__Passage given__.
^^^^

# Random Forest

Decision Trees are great for extracting features from a dataset, in the sense that they find the optimal thresholds for features. A problem is that they tend to overfit. A way to prevent this is to create a forest of trees based on a subset of the training set, both in rows as features, to explore alternative ways to classify items. The prediction of a Random Forest is than the majority vote of all these trees.

In [32]:
from sklearn.ensemble import RandomForestClassifier
from sklearn.tree import DecisionTreeClassifier
from sklearn.model_selection import train_test_split
from sklearn.preprocessing import StandardScaler
import pandas as pd
import numpy as np
from sklearn.metrics import recall_score, precision_score, f1_score

In [33]:
names = ['preg', 'plas', 'pres', 'skin', 'test', 'mass', 'pedi', 'age', 'class']
df = pd.read_csv("https://raw.githubusercontent.com/jbrownlee/Datasets/master/pima-indians-diabetes.data.csv", names=names)

In [34]:
X = df.drop(columns='class')
y = df['class']

In [45]:
train_X, valid_X, train_y, valid_y = train_test_split(X, y, test_size=0.1)

In [46]:
scaler = StandardScaler()
train_X = scaler.fit_transform(train_X)

^^^^

__Data section__.
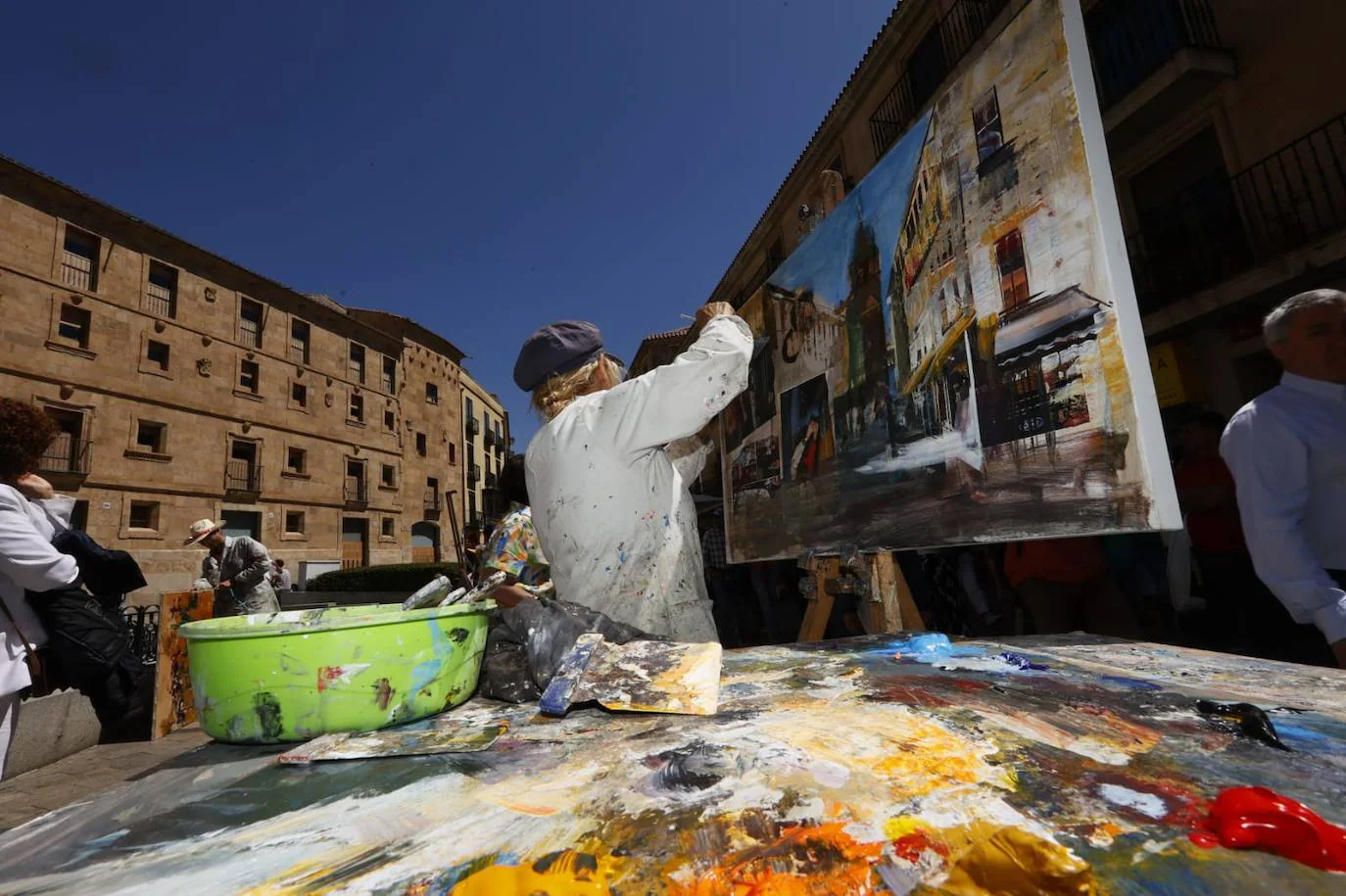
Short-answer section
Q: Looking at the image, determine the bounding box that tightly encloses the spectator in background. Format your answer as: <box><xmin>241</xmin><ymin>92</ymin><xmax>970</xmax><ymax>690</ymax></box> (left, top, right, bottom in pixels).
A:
<box><xmin>1005</xmin><ymin>539</ymin><xmax>1137</xmax><ymax>637</ymax></box>
<box><xmin>0</xmin><ymin>399</ymin><xmax>79</xmax><ymax>778</ymax></box>
<box><xmin>1220</xmin><ymin>289</ymin><xmax>1346</xmax><ymax>667</ymax></box>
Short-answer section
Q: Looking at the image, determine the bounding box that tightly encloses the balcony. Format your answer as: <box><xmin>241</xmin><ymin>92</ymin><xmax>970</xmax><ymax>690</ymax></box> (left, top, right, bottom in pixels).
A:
<box><xmin>37</xmin><ymin>432</ymin><xmax>93</xmax><ymax>476</ymax></box>
<box><xmin>343</xmin><ymin>476</ymin><xmax>368</xmax><ymax>506</ymax></box>
<box><xmin>1084</xmin><ymin>0</ymin><xmax>1237</xmax><ymax>152</ymax></box>
<box><xmin>1127</xmin><ymin>115</ymin><xmax>1346</xmax><ymax>313</ymax></box>
<box><xmin>224</xmin><ymin>458</ymin><xmax>262</xmax><ymax>494</ymax></box>
<box><xmin>870</xmin><ymin>0</ymin><xmax>1008</xmax><ymax>159</ymax></box>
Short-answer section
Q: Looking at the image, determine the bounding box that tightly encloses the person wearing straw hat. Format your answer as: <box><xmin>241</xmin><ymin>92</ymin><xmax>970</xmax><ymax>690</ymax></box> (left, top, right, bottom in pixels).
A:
<box><xmin>181</xmin><ymin>519</ymin><xmax>280</xmax><ymax>616</ymax></box>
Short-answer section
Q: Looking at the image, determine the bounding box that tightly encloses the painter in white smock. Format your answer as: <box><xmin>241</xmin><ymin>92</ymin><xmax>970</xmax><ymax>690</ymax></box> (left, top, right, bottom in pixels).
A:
<box><xmin>514</xmin><ymin>303</ymin><xmax>752</xmax><ymax>641</ymax></box>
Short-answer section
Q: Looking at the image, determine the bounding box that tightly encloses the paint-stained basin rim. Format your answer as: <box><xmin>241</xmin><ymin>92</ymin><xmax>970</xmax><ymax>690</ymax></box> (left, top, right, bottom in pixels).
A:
<box><xmin>177</xmin><ymin>600</ymin><xmax>496</xmax><ymax>640</ymax></box>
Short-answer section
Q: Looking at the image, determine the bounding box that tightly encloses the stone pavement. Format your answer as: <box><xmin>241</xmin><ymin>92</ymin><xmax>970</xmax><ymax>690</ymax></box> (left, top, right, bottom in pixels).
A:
<box><xmin>0</xmin><ymin>726</ymin><xmax>210</xmax><ymax>830</ymax></box>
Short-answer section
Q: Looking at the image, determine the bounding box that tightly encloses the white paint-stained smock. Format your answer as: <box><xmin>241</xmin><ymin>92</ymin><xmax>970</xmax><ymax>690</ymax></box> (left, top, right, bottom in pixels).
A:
<box><xmin>526</xmin><ymin>314</ymin><xmax>752</xmax><ymax>641</ymax></box>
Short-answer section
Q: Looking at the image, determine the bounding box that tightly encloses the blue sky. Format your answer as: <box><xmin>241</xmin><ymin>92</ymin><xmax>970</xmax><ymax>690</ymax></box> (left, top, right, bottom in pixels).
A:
<box><xmin>8</xmin><ymin>0</ymin><xmax>892</xmax><ymax>449</ymax></box>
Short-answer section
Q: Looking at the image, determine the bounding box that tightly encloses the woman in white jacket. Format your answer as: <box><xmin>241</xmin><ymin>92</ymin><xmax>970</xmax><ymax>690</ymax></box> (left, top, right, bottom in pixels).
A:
<box><xmin>514</xmin><ymin>303</ymin><xmax>752</xmax><ymax>641</ymax></box>
<box><xmin>0</xmin><ymin>399</ymin><xmax>79</xmax><ymax>778</ymax></box>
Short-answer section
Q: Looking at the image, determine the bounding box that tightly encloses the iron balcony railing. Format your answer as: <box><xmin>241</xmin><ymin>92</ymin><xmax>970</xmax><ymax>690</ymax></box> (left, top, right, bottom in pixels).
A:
<box><xmin>224</xmin><ymin>460</ymin><xmax>262</xmax><ymax>491</ymax></box>
<box><xmin>1084</xmin><ymin>0</ymin><xmax>1224</xmax><ymax>109</ymax></box>
<box><xmin>37</xmin><ymin>432</ymin><xmax>93</xmax><ymax>476</ymax></box>
<box><xmin>1127</xmin><ymin>115</ymin><xmax>1346</xmax><ymax>313</ymax></box>
<box><xmin>870</xmin><ymin>0</ymin><xmax>1008</xmax><ymax>159</ymax></box>
<box><xmin>61</xmin><ymin>249</ymin><xmax>94</xmax><ymax>291</ymax></box>
<box><xmin>345</xmin><ymin>476</ymin><xmax>368</xmax><ymax>504</ymax></box>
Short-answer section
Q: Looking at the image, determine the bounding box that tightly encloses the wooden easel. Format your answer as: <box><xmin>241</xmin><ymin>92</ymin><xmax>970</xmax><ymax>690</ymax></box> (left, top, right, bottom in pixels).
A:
<box><xmin>799</xmin><ymin>550</ymin><xmax>925</xmax><ymax>643</ymax></box>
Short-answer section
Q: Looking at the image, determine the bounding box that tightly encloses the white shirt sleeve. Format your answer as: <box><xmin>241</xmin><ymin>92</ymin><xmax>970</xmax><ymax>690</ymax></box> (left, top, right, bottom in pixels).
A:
<box><xmin>1220</xmin><ymin>411</ymin><xmax>1346</xmax><ymax>644</ymax></box>
<box><xmin>0</xmin><ymin>491</ymin><xmax>79</xmax><ymax>590</ymax></box>
<box><xmin>594</xmin><ymin>314</ymin><xmax>752</xmax><ymax>456</ymax></box>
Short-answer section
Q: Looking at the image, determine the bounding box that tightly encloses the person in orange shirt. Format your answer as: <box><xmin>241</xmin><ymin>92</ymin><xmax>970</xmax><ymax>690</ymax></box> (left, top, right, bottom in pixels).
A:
<box><xmin>1005</xmin><ymin>539</ymin><xmax>1138</xmax><ymax>637</ymax></box>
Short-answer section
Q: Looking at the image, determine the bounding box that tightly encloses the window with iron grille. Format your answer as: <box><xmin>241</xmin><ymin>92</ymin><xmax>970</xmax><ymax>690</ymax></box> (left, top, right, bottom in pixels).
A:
<box><xmin>136</xmin><ymin>420</ymin><xmax>168</xmax><ymax>454</ymax></box>
<box><xmin>145</xmin><ymin>339</ymin><xmax>168</xmax><ymax>373</ymax></box>
<box><xmin>996</xmin><ymin>230</ymin><xmax>1029</xmax><ymax>310</ymax></box>
<box><xmin>61</xmin><ymin>224</ymin><xmax>98</xmax><ymax>292</ymax></box>
<box><xmin>289</xmin><ymin>317</ymin><xmax>310</xmax><ymax>364</ymax></box>
<box><xmin>349</xmin><ymin>342</ymin><xmax>364</xmax><ymax>385</ymax></box>
<box><xmin>238</xmin><ymin>360</ymin><xmax>262</xmax><ymax>396</ymax></box>
<box><xmin>126</xmin><ymin>500</ymin><xmax>159</xmax><ymax>529</ymax></box>
<box><xmin>238</xmin><ymin>296</ymin><xmax>266</xmax><ymax>349</ymax></box>
<box><xmin>144</xmin><ymin>261</ymin><xmax>177</xmax><ymax>317</ymax></box>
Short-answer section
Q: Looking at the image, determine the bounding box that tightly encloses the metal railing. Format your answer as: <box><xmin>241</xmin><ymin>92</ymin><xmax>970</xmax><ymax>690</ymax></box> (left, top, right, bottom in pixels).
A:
<box><xmin>343</xmin><ymin>476</ymin><xmax>368</xmax><ymax>504</ymax></box>
<box><xmin>61</xmin><ymin>249</ymin><xmax>96</xmax><ymax>292</ymax></box>
<box><xmin>121</xmin><ymin>607</ymin><xmax>159</xmax><ymax>666</ymax></box>
<box><xmin>1127</xmin><ymin>115</ymin><xmax>1346</xmax><ymax>313</ymax></box>
<box><xmin>224</xmin><ymin>458</ymin><xmax>262</xmax><ymax>491</ymax></box>
<box><xmin>37</xmin><ymin>432</ymin><xmax>93</xmax><ymax>476</ymax></box>
<box><xmin>1084</xmin><ymin>0</ymin><xmax>1224</xmax><ymax>111</ymax></box>
<box><xmin>870</xmin><ymin>0</ymin><xmax>1008</xmax><ymax>159</ymax></box>
<box><xmin>141</xmin><ymin>283</ymin><xmax>176</xmax><ymax>317</ymax></box>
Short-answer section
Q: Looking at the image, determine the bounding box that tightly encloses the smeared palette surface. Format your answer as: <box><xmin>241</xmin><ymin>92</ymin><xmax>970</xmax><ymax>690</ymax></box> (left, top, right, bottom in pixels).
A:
<box><xmin>0</xmin><ymin>637</ymin><xmax>1346</xmax><ymax>896</ymax></box>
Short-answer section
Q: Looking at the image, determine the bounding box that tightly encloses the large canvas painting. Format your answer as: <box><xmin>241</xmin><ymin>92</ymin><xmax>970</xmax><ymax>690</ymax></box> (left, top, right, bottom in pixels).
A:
<box><xmin>723</xmin><ymin>0</ymin><xmax>1180</xmax><ymax>561</ymax></box>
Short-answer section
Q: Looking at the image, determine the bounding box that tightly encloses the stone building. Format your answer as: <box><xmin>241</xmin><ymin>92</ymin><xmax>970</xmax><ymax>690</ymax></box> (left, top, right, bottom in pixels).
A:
<box><xmin>0</xmin><ymin>152</ymin><xmax>492</xmax><ymax>590</ymax></box>
<box><xmin>461</xmin><ymin>371</ymin><xmax>510</xmax><ymax>547</ymax></box>
<box><xmin>709</xmin><ymin>0</ymin><xmax>1346</xmax><ymax>429</ymax></box>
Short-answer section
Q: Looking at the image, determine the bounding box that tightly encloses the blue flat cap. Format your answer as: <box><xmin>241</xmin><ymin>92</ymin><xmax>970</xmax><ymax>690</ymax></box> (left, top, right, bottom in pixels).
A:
<box><xmin>514</xmin><ymin>320</ymin><xmax>603</xmax><ymax>392</ymax></box>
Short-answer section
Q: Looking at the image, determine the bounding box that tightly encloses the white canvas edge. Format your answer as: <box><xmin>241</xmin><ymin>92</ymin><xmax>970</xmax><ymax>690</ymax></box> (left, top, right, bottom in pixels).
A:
<box><xmin>1059</xmin><ymin>0</ymin><xmax>1183</xmax><ymax>530</ymax></box>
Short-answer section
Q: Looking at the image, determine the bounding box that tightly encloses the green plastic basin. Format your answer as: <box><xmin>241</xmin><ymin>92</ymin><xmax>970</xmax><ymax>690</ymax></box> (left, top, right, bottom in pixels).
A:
<box><xmin>177</xmin><ymin>601</ymin><xmax>496</xmax><ymax>744</ymax></box>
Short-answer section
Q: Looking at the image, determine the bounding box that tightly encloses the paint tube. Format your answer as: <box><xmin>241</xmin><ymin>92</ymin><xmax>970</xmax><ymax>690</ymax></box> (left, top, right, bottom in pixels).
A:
<box><xmin>403</xmin><ymin>576</ymin><xmax>453</xmax><ymax>609</ymax></box>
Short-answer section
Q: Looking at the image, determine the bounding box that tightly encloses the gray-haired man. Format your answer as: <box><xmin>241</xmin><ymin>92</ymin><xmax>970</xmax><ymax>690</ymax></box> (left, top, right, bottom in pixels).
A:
<box><xmin>1220</xmin><ymin>289</ymin><xmax>1346</xmax><ymax>667</ymax></box>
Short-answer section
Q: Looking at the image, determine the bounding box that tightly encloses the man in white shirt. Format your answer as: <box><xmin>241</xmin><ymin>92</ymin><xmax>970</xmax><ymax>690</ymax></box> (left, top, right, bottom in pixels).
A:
<box><xmin>1220</xmin><ymin>289</ymin><xmax>1346</xmax><ymax>667</ymax></box>
<box><xmin>514</xmin><ymin>303</ymin><xmax>752</xmax><ymax>641</ymax></box>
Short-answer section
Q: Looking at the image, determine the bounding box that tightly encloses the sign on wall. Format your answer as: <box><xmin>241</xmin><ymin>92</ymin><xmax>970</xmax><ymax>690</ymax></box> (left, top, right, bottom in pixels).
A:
<box><xmin>721</xmin><ymin>0</ymin><xmax>1180</xmax><ymax>561</ymax></box>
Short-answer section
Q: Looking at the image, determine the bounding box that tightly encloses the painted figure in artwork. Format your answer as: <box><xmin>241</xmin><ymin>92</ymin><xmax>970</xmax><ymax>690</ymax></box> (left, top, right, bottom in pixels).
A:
<box><xmin>514</xmin><ymin>303</ymin><xmax>752</xmax><ymax>641</ymax></box>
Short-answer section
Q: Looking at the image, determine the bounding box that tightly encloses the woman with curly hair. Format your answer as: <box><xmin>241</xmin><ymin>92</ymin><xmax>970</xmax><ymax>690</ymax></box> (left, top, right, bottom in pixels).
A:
<box><xmin>514</xmin><ymin>303</ymin><xmax>752</xmax><ymax>641</ymax></box>
<box><xmin>0</xmin><ymin>399</ymin><xmax>79</xmax><ymax>778</ymax></box>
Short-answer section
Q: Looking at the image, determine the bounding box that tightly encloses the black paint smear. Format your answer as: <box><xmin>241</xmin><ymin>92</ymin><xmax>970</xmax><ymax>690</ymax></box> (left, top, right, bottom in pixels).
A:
<box><xmin>1196</xmin><ymin>699</ymin><xmax>1295</xmax><ymax>753</ymax></box>
<box><xmin>253</xmin><ymin>690</ymin><xmax>281</xmax><ymax>740</ymax></box>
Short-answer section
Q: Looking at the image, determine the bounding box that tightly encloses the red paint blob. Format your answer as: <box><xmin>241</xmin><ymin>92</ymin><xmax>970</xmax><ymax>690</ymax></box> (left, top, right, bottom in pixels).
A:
<box><xmin>1190</xmin><ymin>787</ymin><xmax>1346</xmax><ymax>872</ymax></box>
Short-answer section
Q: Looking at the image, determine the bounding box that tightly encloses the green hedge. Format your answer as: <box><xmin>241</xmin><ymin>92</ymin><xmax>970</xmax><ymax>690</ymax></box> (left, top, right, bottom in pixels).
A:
<box><xmin>309</xmin><ymin>564</ymin><xmax>467</xmax><ymax>594</ymax></box>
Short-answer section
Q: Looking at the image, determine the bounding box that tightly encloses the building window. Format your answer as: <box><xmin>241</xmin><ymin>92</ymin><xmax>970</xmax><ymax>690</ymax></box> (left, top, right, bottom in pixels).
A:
<box><xmin>57</xmin><ymin>303</ymin><xmax>93</xmax><ymax>349</ymax></box>
<box><xmin>349</xmin><ymin>342</ymin><xmax>364</xmax><ymax>385</ymax></box>
<box><xmin>238</xmin><ymin>360</ymin><xmax>262</xmax><ymax>396</ymax></box>
<box><xmin>289</xmin><ymin>317</ymin><xmax>309</xmax><ymax>364</ymax></box>
<box><xmin>61</xmin><ymin>224</ymin><xmax>98</xmax><ymax>292</ymax></box>
<box><xmin>144</xmin><ymin>261</ymin><xmax>177</xmax><ymax>317</ymax></box>
<box><xmin>136</xmin><ymin>420</ymin><xmax>168</xmax><ymax>454</ymax></box>
<box><xmin>996</xmin><ymin>230</ymin><xmax>1029</xmax><ymax>310</ymax></box>
<box><xmin>145</xmin><ymin>339</ymin><xmax>168</xmax><ymax>373</ymax></box>
<box><xmin>238</xmin><ymin>296</ymin><xmax>265</xmax><ymax>349</ymax></box>
<box><xmin>972</xmin><ymin>87</ymin><xmax>1005</xmax><ymax>163</ymax></box>
<box><xmin>128</xmin><ymin>500</ymin><xmax>159</xmax><ymax>529</ymax></box>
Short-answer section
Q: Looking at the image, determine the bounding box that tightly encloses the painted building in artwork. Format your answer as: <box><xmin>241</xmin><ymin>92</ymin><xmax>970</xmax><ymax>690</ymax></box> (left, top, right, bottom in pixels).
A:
<box><xmin>0</xmin><ymin>153</ymin><xmax>495</xmax><ymax>598</ymax></box>
<box><xmin>709</xmin><ymin>0</ymin><xmax>1346</xmax><ymax>439</ymax></box>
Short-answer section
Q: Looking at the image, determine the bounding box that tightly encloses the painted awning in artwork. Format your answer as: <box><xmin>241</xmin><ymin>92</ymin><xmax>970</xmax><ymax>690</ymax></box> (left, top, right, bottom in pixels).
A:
<box><xmin>902</xmin><ymin>308</ymin><xmax>978</xmax><ymax>396</ymax></box>
<box><xmin>996</xmin><ymin>287</ymin><xmax>1102</xmax><ymax>364</ymax></box>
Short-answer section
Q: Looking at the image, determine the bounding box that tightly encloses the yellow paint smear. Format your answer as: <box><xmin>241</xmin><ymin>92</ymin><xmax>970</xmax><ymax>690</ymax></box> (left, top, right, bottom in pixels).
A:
<box><xmin>939</xmin><ymin>821</ymin><xmax>1098</xmax><ymax>896</ymax></box>
<box><xmin>450</xmin><ymin>850</ymin><xmax>611</xmax><ymax>896</ymax></box>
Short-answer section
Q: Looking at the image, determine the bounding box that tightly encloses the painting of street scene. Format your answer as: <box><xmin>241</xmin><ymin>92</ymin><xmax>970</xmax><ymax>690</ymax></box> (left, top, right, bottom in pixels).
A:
<box><xmin>724</xmin><ymin>0</ymin><xmax>1174</xmax><ymax>561</ymax></box>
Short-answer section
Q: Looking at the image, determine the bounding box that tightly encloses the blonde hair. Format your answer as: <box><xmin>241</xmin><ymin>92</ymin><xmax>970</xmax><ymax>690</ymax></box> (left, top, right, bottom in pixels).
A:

^^^^

__Task instructions__. Repeat the random forest passage word for word, starting with "Decision Trees are" and going on through "all these trees.". The material is separate from the text above.

__Reply__.
Decision Trees are great for extracting features from a dataset, in the sense that they find the optimal thresholds for features. A problem is that they tend to overfit. A way to prevent this is to create a forest of trees based on a subset of the training set, both in rows as features, to explore alternative ways to classify items. The prediction of a Random Forest is than the majority vote of all these trees.